-- start STORED ROWS --

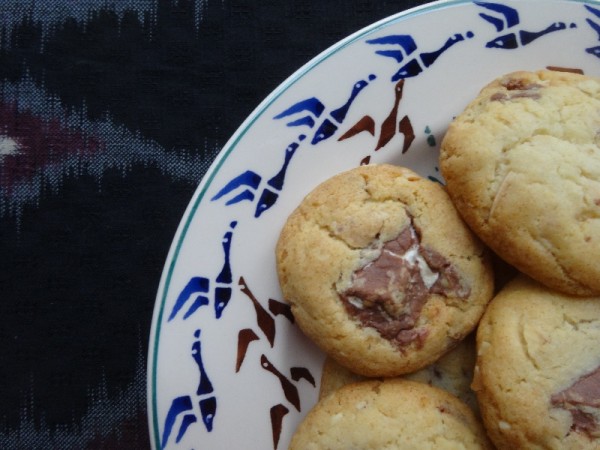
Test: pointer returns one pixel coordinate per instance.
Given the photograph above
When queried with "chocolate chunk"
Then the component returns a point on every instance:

-- end STORED ROWS --
-- start STORED ROWS --

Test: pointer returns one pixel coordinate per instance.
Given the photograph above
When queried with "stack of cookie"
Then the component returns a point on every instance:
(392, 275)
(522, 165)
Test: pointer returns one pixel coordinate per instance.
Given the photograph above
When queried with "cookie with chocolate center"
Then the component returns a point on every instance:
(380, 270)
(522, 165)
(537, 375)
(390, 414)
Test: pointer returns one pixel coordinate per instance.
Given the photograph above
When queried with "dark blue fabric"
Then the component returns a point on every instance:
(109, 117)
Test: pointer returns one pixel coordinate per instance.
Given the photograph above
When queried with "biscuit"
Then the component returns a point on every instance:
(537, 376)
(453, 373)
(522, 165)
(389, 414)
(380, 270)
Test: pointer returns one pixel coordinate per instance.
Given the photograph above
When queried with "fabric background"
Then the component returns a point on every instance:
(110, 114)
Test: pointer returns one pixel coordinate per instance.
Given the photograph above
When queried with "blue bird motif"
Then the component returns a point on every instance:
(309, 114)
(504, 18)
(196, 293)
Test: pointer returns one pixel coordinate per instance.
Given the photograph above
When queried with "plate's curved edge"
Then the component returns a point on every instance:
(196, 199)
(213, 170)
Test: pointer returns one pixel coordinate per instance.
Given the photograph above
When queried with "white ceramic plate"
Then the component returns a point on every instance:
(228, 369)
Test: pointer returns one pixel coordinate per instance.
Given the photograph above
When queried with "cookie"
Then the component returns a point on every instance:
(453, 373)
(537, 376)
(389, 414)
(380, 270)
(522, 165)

-- end STORED ROWS --

**TASK TO CARRY OUT**
Count the lines above that contain the string "fabric" and reply with that number alone.

**COMPLETE RESPONSE**
2